* ZITIERTER TEXT:
Konzerte fotografieren
Ich habe das ungeheure Glück, dass ich mir aussuchen kann, welche Band ich fotografiere und welche nicht. Und weil das so ist, suche ich mir natürlich nur die Bands aus, mit deren Musik ich auch etwas anfangen kann. Denn bestenfalls ist der Konzertfotograf während des Konzerts ein Teil der Band, was nur geht, wenn er sich auf das einlässt, was auf der Bühne passiert.
Und damit wären wir auch schon mitten drin in meiner persönlichen Sichtweise der Konzertfotografie. Ich komme selbst von der Musik, spiele Klavier und Chapman Stick, habe selbst in unterschiedlichsten Projekten und Bands mitgewirkt und damit auch schon einige Bühnen bespielt.
Ich kenne also die Abläufe, das immer gleiche Prozedere. Die Vorbereitungen vor einem Konzert, die Anspannung aller Beteiligten, den Aufbau, Soundcheck und dann das Warten auf den großen Moment, wenn die Show endlich losgeht. Der Moment, auf den sich alle Energie fokussiert: Der Konzertbeginn.
Als Fotograf versuche ich, Teil des Ganzen zu werden. Bestenfalls kann ich vor dem Konzert mit den Musikern ein paar Worte wechseln, um herauszufinden, was sie sich vorstellen, was sie von sich gern sehen möchten und vielleicht auch, ob bemerkenswerte Stellen in der Show geplant sind, auf die ich mein Augenmerk richten soll.
Und wenn dann der erste Ton erklingt, dann entspanne ich mich und lasse mich treiben. Ich höre der Musik zu, schaue mir an, wie die Musiker auf der Bühne miteinander spielen, miteinander kommunizieren. Ich versuche, ihre Blicke untereinander einzufangen, finde heraus, wer mit wem spielt.
Deute die Spannungen in der Musik, die auf eine kommende musikalische – und damit auch visuelle – Entspannung hindeuten. Bei Konzerten mit hohem improvisatorischen Anteil ist die Kommunikation auf der Bühne meist augenscheinlicher, einfacher zu verfolgen. Die musikalischen Bälle, die sich die Mitspieler gegenseitig zuspielen, finden sich häufig auch in Gestik und Mimik wieder.
Ich hänge mich an die Fersen jedes einzelnen und versuche, zu folgen, stelle mir vor, was gerade in ihm vorgeht, was er als nächstes tun wird. Ich studiere, wie der Musiker sein Instrument hält, wie er es bedient, wie er sich mit ihm bewegt. Ich suche nach den Eigenarten, die jeden einzelnen von allen anderen abheben.

* AUFGABE 1: Kopiere aus dem Text über das Fotografieren von Konzerten den Abschnitt von „Deute die Spannungen“ bis einschließlich „allen anderen abheben.“ wortgetreu.

* EINGABEDATEN:

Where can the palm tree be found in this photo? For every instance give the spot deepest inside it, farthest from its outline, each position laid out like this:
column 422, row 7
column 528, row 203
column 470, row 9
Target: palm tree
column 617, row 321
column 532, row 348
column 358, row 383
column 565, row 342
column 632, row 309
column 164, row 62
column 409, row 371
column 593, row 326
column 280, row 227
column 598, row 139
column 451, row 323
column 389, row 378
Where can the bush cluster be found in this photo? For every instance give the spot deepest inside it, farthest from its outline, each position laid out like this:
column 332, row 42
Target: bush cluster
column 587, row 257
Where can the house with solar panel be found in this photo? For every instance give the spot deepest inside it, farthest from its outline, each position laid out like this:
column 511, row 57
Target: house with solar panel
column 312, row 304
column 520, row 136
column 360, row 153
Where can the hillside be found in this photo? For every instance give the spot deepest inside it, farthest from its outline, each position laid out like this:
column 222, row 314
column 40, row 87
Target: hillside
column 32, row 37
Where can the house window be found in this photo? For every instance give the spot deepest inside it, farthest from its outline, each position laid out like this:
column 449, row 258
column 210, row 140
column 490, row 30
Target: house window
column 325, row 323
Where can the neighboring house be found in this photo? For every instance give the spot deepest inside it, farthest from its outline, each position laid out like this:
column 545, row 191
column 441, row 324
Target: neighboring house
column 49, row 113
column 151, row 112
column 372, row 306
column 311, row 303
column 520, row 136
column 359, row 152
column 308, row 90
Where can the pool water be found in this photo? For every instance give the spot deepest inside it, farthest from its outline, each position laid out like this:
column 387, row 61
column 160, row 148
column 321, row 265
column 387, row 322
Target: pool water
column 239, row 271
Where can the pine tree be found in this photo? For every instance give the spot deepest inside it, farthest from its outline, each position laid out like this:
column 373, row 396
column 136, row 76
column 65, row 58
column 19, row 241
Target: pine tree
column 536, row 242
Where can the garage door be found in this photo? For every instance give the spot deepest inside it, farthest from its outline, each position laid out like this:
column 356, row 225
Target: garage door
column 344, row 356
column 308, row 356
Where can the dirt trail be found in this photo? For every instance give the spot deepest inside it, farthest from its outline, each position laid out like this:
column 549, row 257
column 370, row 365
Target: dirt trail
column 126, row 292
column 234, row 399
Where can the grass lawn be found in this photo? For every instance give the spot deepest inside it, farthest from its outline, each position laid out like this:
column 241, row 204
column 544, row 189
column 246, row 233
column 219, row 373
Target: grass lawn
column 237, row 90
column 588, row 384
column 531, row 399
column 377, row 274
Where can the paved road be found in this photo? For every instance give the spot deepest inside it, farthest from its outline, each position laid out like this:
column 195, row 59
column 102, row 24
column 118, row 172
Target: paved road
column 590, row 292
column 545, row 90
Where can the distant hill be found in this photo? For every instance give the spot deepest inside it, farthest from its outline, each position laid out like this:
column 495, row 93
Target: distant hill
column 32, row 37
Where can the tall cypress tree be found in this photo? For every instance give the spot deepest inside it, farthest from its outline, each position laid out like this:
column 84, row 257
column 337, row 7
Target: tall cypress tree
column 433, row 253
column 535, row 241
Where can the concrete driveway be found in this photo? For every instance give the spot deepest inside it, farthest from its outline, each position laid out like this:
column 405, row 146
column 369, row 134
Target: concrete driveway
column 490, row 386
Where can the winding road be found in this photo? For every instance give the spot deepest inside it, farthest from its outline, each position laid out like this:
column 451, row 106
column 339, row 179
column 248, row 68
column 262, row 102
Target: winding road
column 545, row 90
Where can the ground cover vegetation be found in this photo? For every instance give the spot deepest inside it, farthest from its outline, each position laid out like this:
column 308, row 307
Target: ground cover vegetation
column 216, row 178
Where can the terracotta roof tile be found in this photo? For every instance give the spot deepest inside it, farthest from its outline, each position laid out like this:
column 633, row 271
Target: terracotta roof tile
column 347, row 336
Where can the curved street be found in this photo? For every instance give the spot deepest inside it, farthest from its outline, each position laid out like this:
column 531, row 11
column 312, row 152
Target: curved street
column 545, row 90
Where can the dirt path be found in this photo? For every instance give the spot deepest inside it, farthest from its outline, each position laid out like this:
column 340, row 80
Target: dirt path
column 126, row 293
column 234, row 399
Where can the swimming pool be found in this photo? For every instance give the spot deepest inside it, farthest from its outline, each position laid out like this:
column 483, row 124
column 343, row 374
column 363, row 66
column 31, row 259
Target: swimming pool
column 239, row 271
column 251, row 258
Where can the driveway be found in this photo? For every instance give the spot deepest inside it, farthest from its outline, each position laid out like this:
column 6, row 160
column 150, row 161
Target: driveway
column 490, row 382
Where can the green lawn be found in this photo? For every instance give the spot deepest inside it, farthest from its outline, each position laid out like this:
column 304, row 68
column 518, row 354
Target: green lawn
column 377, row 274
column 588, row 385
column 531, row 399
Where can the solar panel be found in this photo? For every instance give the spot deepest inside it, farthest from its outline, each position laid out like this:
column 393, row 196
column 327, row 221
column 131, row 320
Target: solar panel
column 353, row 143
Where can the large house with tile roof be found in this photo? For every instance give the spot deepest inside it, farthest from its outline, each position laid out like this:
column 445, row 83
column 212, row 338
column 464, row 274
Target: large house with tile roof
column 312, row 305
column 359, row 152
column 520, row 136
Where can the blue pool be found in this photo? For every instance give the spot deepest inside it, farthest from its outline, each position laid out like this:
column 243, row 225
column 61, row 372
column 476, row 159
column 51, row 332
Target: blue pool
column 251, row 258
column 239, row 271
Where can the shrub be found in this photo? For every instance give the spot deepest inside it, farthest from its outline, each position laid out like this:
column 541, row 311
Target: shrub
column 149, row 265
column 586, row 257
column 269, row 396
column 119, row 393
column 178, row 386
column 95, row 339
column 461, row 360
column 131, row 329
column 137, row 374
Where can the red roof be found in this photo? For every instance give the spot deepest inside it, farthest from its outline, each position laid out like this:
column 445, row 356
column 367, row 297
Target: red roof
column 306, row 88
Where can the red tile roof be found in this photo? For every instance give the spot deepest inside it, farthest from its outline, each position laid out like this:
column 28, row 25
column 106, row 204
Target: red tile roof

* AUFGABE 2: Schreibe aus den Datensätzen die Zeilen von der Zeile mit „Where can the pine“ bis einschließlich der Zeile mit „column 536, row 242“ unverändert nieder.

* ERGEBNIS 1:
Deute die Spannungen in der Musik, die auf eine kommende musikalische – und damit auch visuelle – Entspannung hindeuten. Bei Konzerten mit hohem improvisatorischen Anteil ist die Kommunikation auf der Bühne meist augenscheinlicher, einfacher zu verfolgen. Die musikalischen Bälle, die sich die Mitspieler gegenseitig zuspielen, finden sich häufig auch in Gestik und Mimik wieder.
Ich hänge mich an die Fersen jedes einzelnen und versuche, zu folgen, stelle mir vor, was gerade in ihm vorgeht, was er als nächstes tun wird. Ich studiere, wie der Musiker sein Instrument hält, wie er es bedient, wie er sich mit ihm bewegt. Ich suche nach den Eigenarten, die jeden einzelnen von allen anderen abheben.

* ERGEBNIS 2:
Where can the pine tree be found in this photo? For every instance give the spot deepest inside it, farthest from its outline, each position laid out like this:
column 373, row 396
column 136, row 76
column 65, row 58
column 19, row 241
Target: pine tree
column 536, row 242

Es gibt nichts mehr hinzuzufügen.